◆ DATA IN THIS EXERCISE ◆
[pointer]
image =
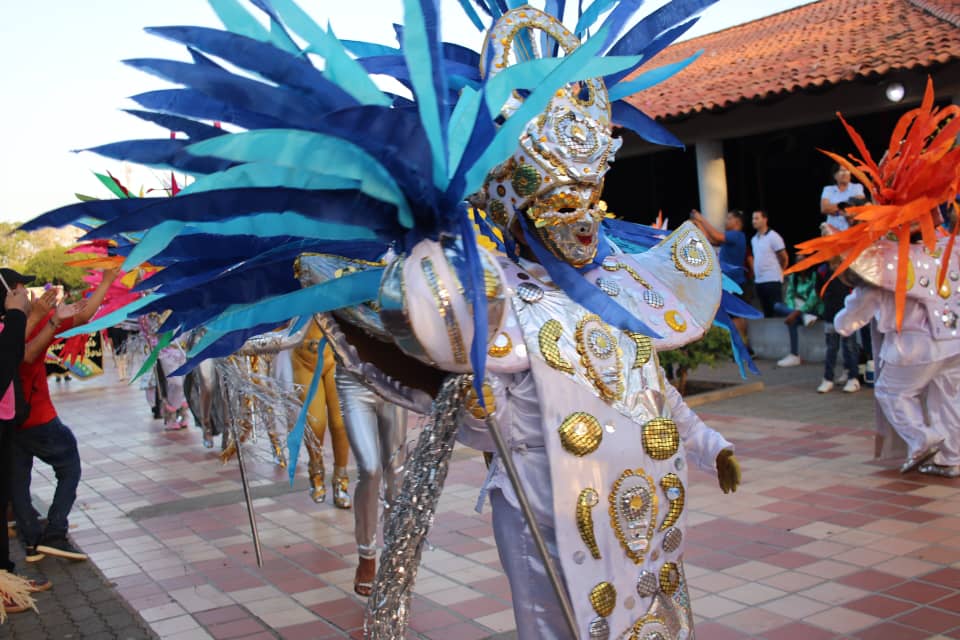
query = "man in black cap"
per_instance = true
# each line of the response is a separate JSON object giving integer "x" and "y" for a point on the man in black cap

◆ TASK TO CARRY OUT ◆
Rewrite all of the material with "black cap" swapped for "gray hat" and everything else left the same. Leave the pictures out of your answer.

◆ REPLY TO THE TASK ◆
[pointer]
image =
query = "man in gray hat"
per_instance = true
# each line of the response is a separate JSON object giving integer "x" and "y" for a point on the man in gray hat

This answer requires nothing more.